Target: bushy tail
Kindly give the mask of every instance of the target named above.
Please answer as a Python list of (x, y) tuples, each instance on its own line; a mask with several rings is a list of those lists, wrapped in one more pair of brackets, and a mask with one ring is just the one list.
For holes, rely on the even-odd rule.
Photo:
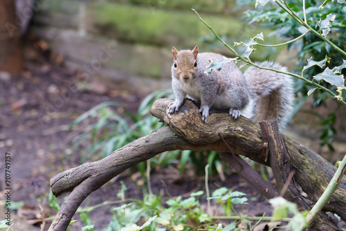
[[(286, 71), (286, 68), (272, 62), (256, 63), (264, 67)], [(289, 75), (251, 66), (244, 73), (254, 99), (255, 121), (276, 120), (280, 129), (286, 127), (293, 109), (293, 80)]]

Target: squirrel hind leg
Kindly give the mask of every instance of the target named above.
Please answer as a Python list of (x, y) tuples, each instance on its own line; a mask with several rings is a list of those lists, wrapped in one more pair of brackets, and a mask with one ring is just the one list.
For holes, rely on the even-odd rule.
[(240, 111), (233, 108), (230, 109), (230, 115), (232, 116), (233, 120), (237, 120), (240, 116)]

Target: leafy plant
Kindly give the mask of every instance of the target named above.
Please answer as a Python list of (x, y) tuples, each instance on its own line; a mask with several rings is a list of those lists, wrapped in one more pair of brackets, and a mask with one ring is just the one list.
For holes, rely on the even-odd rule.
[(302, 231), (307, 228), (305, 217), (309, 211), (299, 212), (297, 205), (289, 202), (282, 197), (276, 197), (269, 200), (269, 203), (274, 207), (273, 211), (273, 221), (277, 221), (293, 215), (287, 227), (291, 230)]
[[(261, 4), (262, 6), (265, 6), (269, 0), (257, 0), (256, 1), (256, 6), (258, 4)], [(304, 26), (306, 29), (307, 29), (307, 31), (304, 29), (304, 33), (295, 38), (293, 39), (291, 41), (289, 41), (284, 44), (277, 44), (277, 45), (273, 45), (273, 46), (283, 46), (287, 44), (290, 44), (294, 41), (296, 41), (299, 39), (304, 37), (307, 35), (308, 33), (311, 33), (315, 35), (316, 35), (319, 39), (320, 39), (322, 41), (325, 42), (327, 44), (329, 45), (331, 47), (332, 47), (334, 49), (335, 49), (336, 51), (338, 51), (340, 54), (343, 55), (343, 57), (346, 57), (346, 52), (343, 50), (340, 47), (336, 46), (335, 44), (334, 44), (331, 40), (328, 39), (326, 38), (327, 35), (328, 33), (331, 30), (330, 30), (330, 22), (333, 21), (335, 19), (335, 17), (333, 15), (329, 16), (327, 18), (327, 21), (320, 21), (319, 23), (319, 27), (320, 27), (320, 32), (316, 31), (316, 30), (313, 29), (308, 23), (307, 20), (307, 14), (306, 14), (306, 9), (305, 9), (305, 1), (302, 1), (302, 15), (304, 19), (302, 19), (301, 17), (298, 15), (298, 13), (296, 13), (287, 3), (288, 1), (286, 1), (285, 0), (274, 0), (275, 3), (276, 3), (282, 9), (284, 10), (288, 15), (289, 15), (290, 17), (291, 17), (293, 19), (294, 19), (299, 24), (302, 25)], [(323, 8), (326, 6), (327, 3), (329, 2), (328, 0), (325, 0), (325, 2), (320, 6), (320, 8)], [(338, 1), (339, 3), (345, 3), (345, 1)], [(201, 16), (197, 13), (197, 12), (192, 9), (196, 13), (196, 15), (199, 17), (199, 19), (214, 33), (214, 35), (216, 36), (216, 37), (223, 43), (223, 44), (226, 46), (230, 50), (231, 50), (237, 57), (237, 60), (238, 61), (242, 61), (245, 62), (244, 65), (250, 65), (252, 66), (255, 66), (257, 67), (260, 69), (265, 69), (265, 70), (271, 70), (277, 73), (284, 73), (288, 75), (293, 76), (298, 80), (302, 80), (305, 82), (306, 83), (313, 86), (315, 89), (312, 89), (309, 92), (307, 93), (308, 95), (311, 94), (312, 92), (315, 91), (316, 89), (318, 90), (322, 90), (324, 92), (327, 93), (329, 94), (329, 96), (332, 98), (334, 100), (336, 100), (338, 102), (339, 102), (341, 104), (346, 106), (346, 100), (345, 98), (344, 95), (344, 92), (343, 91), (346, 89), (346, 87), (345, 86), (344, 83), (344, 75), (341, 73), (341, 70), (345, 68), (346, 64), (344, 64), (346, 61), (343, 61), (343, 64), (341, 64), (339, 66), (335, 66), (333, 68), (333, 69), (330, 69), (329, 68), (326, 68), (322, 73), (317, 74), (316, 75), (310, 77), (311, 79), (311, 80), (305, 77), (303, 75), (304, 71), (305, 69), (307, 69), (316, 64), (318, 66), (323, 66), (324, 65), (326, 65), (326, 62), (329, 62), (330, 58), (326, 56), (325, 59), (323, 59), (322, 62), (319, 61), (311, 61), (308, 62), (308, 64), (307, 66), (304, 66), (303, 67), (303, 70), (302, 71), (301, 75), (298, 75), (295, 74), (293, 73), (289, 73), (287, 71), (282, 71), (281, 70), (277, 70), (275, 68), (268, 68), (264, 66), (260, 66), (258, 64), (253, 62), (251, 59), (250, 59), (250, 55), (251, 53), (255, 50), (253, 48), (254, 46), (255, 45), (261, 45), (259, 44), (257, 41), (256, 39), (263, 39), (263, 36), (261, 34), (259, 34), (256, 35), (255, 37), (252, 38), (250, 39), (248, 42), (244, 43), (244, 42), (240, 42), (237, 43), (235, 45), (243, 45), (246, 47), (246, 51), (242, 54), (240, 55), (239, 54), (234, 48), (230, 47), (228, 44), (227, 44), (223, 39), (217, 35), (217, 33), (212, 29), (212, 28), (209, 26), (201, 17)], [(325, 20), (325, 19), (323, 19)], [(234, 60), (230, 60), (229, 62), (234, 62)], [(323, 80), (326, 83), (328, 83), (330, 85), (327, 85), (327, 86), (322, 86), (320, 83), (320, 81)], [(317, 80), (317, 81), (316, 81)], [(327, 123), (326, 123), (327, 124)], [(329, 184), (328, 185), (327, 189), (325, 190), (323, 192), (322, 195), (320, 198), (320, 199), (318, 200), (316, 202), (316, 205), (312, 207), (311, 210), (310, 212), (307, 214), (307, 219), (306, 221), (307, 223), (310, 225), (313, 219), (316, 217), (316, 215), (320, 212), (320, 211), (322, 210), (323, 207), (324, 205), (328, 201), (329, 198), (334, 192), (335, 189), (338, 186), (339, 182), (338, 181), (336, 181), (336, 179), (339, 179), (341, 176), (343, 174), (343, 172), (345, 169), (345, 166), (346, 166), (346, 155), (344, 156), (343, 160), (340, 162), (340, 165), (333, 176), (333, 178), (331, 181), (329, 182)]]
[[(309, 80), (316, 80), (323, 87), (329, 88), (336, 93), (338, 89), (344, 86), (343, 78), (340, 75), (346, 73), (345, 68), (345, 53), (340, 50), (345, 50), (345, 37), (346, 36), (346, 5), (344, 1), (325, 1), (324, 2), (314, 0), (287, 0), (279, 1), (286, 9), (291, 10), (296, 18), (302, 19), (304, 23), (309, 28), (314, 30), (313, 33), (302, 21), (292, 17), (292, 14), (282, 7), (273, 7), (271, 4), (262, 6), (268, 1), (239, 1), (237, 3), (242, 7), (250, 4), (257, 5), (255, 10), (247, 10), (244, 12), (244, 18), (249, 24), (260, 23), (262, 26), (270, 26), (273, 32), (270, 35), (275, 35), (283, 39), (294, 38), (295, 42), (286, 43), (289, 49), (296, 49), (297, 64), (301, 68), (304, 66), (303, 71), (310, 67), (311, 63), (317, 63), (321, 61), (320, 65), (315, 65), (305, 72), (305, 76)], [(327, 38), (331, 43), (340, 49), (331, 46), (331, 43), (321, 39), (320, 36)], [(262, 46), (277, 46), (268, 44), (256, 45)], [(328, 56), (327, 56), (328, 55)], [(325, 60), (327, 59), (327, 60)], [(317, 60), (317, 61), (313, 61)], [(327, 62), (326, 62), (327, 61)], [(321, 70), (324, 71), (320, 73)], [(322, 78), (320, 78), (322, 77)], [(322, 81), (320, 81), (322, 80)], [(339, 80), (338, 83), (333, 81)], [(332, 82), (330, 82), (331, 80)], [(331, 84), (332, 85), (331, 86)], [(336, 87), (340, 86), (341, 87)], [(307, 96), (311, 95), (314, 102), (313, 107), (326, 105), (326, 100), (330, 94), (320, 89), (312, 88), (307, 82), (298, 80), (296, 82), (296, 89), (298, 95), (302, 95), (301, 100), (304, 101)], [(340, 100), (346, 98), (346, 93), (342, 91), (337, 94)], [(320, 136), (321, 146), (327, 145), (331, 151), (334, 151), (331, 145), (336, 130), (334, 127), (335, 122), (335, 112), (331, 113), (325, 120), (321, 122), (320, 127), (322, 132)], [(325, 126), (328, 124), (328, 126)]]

- Your task -
Copy the items word for word, starting at the very first line and ending with the line that contains "109), (293, 80)]]", and omit the pictures from your copy.

- Result of this task -
Target: bushy tail
Kindly give the mask of every instance of the target named above.
Please answer as a Python list of (x, y) tuples, each instance on its own line; a mask with several rings is a list of those lists, wrapped in one more pair of brackets, and a mask with one ring is just the one list.
For holes, rely on the even-odd rule.
Photo:
[[(286, 71), (286, 68), (272, 62), (256, 63), (264, 67)], [(289, 75), (251, 66), (244, 73), (254, 99), (255, 121), (276, 120), (280, 129), (286, 127), (293, 109), (293, 80)]]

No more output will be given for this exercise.